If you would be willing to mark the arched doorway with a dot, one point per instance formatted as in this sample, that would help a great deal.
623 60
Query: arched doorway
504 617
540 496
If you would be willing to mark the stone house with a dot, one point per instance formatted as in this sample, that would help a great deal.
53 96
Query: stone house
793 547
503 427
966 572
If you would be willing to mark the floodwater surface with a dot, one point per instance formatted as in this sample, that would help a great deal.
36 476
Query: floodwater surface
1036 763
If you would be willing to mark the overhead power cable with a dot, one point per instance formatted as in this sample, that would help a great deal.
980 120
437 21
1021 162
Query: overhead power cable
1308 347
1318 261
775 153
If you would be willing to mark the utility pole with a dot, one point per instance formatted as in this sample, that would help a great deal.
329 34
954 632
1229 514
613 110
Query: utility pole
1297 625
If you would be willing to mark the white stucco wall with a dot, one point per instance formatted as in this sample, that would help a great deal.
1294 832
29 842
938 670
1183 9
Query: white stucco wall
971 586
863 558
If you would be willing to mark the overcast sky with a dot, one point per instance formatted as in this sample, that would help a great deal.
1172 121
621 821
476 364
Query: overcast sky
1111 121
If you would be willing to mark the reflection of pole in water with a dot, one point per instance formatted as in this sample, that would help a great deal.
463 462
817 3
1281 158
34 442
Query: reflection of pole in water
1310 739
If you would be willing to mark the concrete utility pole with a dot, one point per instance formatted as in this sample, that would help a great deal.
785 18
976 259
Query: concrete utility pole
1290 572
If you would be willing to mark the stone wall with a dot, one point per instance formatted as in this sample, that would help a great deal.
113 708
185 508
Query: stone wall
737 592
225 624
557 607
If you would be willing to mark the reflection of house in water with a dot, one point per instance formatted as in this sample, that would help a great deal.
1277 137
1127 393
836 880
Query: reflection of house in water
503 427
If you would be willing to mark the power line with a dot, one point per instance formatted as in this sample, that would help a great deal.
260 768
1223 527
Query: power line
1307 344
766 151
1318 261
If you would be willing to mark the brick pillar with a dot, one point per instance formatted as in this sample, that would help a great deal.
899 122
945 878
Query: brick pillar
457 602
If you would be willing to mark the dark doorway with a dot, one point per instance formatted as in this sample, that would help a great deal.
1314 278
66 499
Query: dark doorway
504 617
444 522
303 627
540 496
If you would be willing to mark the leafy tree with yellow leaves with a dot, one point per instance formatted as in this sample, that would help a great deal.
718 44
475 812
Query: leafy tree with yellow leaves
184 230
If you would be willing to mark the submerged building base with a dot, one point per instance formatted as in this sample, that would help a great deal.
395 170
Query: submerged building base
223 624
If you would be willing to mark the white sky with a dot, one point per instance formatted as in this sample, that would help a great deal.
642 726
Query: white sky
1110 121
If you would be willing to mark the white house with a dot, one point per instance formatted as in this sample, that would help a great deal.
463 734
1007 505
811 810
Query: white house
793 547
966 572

::::::::::

Retype every record above exactly.

*Task output*.
If you would be willing to mark the arched doorway with a dot, one point per instance formatted as in this sample, that would help a great deal.
623 60
Query: arched doorway
504 617
540 496
If you would be willing to mark the stone house with a dot, one point per instance formatted as in this sample, that would help a great deal.
53 96
Query: stone house
793 547
503 427
966 572
If you would be willing to mark the floodwater surface with a dot, one point per instance formatted as in this sample, that would help a great deal.
36 476
Query: floodwater surface
1036 763
If you would be willing to mark the overhead power cable with a dot, one point per instance formatted as in this sample, that would help a great deal.
980 120
437 21
1021 162
Query: overhead power cable
1308 347
1318 261
775 153
If you would be willing to mark the utility pole with a dot, one point per instance formatted as in this sample, that would help a great deal.
329 34
954 632
1229 514
613 110
Query: utility pole
1297 625
If you would be willing to mark the white stucco wall with a dot, one point per instance formatted as in this sample, that would help a great deal.
1294 832
29 842
938 670
1183 9
Query: white stucco wall
971 586
863 558
If you would be willing to mark the overcast sky with a dot, one point per instance formatted as in this sample, that would help a great deal.
1172 121
621 821
476 364
Query: overcast sky
1111 121
If you would be willing to mark the reflection of pole in water with a dot, one point per instance formatted as in this sample, that would help a great deal.
463 462
817 3
1281 158
34 442
Query: reflection of pole in water
1310 739
If you would be willing to mark the concrete utility pole with a dot, one point per instance formatted as in this sample, that would help a great deal.
785 18
976 259
Query: concrete utility pole
1290 572
If you would be willing to mark the stone wall with a dot, one point per instance formatted as in this sample, that would help a great deal.
113 708
185 508
Query: stone wall
737 592
225 624
557 607
If you would be willing to mark the reflection of house in water with a dot, one point per instance formatted as in this sample, that would help a great deal.
1277 137
1127 393
836 880
Query: reflection of house in water
503 427
If you would be willing to mark the power line with a dot, one point per instance formatted as in this sample, that would help a great deal.
260 768
1223 527
Query: power line
1307 344
766 151
1318 261
If you would be willing to mark the brick pillar with a dot, one point per instance formatted as in this sample, that would help a great deal.
899 122
945 878
Query: brick pillar
457 602
If you would be willing to mark the dark doorway with a dot, one point per instance formatted as in this sample, that would help a great deal.
1314 278
66 499
Query: dark doorway
504 617
444 522
303 627
540 496
If you would be willing to mark the leafy tree with yellow leaves with a dot, one point per instance formatted as in this sample, that would help a great deal.
718 44
475 812
Query: leafy tree with yellow leaves
184 230
If you would be willing to mark the submerged building base with a dot, one point per instance formatted as in this sample, that would help a great deal.
395 170
Query: submerged building base
223 624
If you would be willing to mark the white sky with a dot, one point per instance formatted as in this sample, that would help a great deal.
642 726
Query: white sky
1110 121
If you would be willing to mark the white house with a dot, one point per instance formatted as in this sample, that would help a great deal.
463 734
1007 505
811 810
Query: white house
793 547
966 572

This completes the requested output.